Set exercise 1
Write out again the part of the listing that opens with the line containing "Task — mark the woman's" and runs through the end of the listing, with the requests included. Offset each coordinate in the answers by adding 104, and leave the sample coordinates unchanged.

Wednesday, 27 January 2010

Holocaust Memorial Day today: memory as political myth

Professor Pnina Werbner has today published a paper, Displaced Enemies, Displaced Memories: Diaspora Memorial Politics of Partition and the Holocaust, arguing that the refusal of the Muslim Council of Britain to attend Holocaust Memorial Day highlights a key dimension of memory as political myth: namely, the sense that time is cyclical. Prior external and internal enemies (in their current manifestations) are apocalyptically destined to threaten the integrity of the nation once more. Hence, ideologies based on political myths draw on both the future hopes and the future fears of people. The paper highlights the similarities between Jewish and Pakistani fears, rooted in the Holocaust and Partition, of a repeated ‘cycle of death and suffering’. These loom large especially for those suffering racism. The more bound people are by their narrow group’s particular symbols and history, the more apocalyptic their vision of this future is likely to be.

You can read more of this paper in: Ethnos, vol. 74:4, Dec. 2009 (pp. 441–464)

Is equality achievable?

by Dr Rebecca Leach

Part 3 in the 'What is Sociology FOR?' theme on our blog

The report of the National Equality Panel is out today, to much debate in the news. The gap between the richest and poorest is wider now than 40 years ago, and inequalities between black and white, and between men and women remain deep-seated.

Some of the most disturbing headlines from this report focus on the fate of children born into poverty. On the Today programme this morning, Professor John Hills pointed out the 'cumulative' impact that poverty and wealth have upon families, both for individuals and future generations within those families.

For every extra 100 pounds of family income when a child is young, an extra month's worth of educational development is gained. That is a simple, but awful, truth. And Hills points out that the gap in incomes between low- and high-income families runs to many hundreds and often thousands of pounds a month. Draw your own conclusions.

This reminds us that whatever the latest rash of 'initiativitis' that emerges from whichever party, it is still poverty in childhood that matters most when it comes to social mobility.

The other staggering, but unsurprising, headline is the revelation that despite women being better qualified educationally than men up to the age of 44, men are still paid on average 21% more than women. The explanations for women's disadvantage in the workplace are well-studied but can't agree whether it is pure sexism or women's likelihood of being the main carers for their children that is the most important factor.

Records to use
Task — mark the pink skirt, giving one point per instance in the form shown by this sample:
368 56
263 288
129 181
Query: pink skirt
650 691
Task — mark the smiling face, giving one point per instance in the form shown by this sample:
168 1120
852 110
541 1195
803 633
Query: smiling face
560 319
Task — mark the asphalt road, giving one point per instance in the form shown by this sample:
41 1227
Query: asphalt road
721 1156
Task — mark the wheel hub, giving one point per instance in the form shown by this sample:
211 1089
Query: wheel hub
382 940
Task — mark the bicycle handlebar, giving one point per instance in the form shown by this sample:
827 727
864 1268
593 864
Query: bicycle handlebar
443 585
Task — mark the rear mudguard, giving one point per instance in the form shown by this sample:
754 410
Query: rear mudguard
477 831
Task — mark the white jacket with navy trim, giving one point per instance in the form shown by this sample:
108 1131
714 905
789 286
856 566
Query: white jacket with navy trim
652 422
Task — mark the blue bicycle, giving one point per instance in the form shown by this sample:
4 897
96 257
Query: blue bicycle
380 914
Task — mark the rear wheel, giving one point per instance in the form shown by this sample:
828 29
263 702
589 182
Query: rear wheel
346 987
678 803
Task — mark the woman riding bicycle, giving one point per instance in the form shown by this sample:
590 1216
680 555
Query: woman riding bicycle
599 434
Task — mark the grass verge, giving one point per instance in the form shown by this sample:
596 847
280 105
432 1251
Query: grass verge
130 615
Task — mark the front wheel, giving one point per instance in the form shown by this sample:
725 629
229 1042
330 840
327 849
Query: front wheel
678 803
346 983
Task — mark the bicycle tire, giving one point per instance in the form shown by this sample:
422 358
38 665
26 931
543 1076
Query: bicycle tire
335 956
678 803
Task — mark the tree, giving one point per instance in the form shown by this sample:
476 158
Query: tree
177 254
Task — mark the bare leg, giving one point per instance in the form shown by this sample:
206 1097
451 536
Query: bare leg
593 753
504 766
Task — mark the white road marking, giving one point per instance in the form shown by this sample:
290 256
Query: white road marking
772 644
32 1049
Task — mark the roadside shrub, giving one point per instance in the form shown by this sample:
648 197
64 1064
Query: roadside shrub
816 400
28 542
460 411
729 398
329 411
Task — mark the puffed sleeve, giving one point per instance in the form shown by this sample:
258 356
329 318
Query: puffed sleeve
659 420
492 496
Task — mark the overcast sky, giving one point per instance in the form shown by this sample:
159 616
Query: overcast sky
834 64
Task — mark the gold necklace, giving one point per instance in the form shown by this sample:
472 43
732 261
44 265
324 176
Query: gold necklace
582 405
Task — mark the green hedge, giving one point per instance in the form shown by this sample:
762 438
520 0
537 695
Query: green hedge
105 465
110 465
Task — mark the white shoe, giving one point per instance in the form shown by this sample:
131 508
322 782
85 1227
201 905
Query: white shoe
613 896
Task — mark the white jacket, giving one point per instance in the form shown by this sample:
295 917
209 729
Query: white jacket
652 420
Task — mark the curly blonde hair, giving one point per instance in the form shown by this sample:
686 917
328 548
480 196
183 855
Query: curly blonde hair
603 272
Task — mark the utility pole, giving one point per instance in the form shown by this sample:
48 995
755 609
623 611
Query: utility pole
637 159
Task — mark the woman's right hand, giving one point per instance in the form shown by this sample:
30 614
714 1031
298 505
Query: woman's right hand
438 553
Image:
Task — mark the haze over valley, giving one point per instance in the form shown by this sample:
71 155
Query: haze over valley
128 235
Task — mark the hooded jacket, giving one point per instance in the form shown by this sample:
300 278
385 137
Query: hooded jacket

Set exercise 2
According to the post, how much more are men paid on average than women?

Written answer 1
Task — mark the woman's right hand, giving one point per instance in the form shown by this sample:
30 614
714 1031
298 505
Query: woman's right hand
542 657
Image:
Task — mark the haze over valley, giving one point per instance in the form shown by this sample:
71 155
Query: haze over valley
232 339
Task — mark the hooded jacket, giving one point per instance in the form shown by this sample:
300 278
385 137
Query: hooded jacket

Written answer 2
21% more.